» **Work instructions**
Lines to return, exactly: from the line with "riverbank in the photo above." to the line with "rock in the photo above." in the entries below, both included.

» **Supplied data**
▬▬▬

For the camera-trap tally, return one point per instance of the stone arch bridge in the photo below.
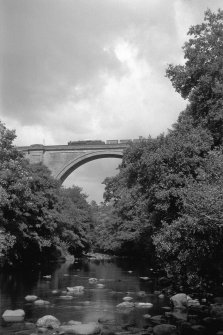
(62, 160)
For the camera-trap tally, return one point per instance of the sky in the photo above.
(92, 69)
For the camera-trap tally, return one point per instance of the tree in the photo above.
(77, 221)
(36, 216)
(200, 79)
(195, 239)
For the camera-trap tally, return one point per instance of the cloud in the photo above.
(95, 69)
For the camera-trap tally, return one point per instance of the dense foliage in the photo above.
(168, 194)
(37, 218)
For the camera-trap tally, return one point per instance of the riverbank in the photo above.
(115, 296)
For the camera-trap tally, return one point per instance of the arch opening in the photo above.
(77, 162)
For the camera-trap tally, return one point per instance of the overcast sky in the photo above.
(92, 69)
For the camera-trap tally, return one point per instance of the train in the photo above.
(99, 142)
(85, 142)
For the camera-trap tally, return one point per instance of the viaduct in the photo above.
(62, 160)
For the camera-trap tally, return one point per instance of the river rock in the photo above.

▬▬▬

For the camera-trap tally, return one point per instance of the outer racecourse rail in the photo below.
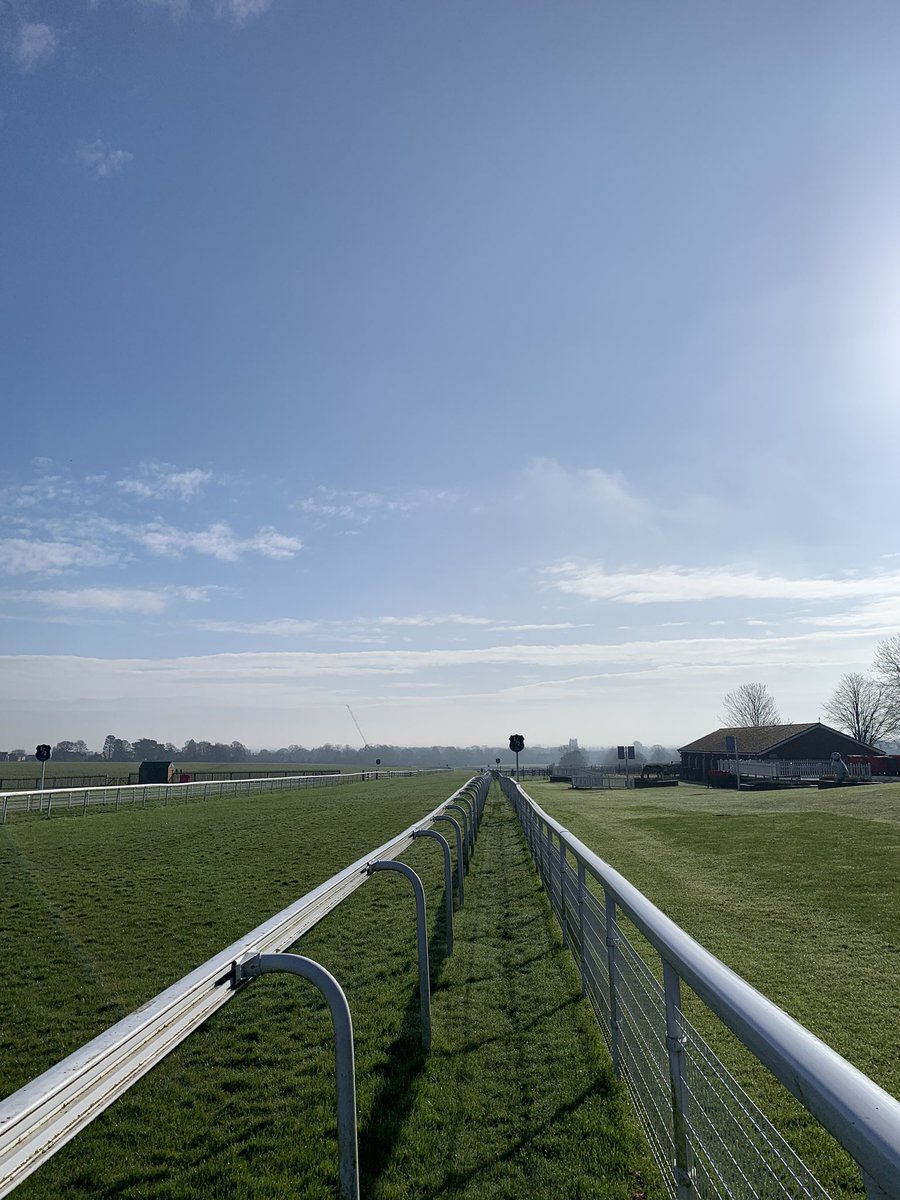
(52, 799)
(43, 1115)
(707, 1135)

▬▬▬

» **Reply to the exercise**
For the camera-trap tally, return one point per instance of the riverbank in the photo above.
(115, 296)
For the camera-trap tally, return one point per instance of the arch opening in the photo above.
(77, 162)
For the camera-trap tally, return one point per instance of the overcast sky in the photo above.
(92, 69)
For the camera-trap tally, return one point per instance of the train in the photo above.
(99, 142)
(85, 142)
For the camera-trap tally, return one point per instance of the viaduct in the photo above.
(62, 160)
For the camera-trap tally, return one point per instance of the river rock in the photo above.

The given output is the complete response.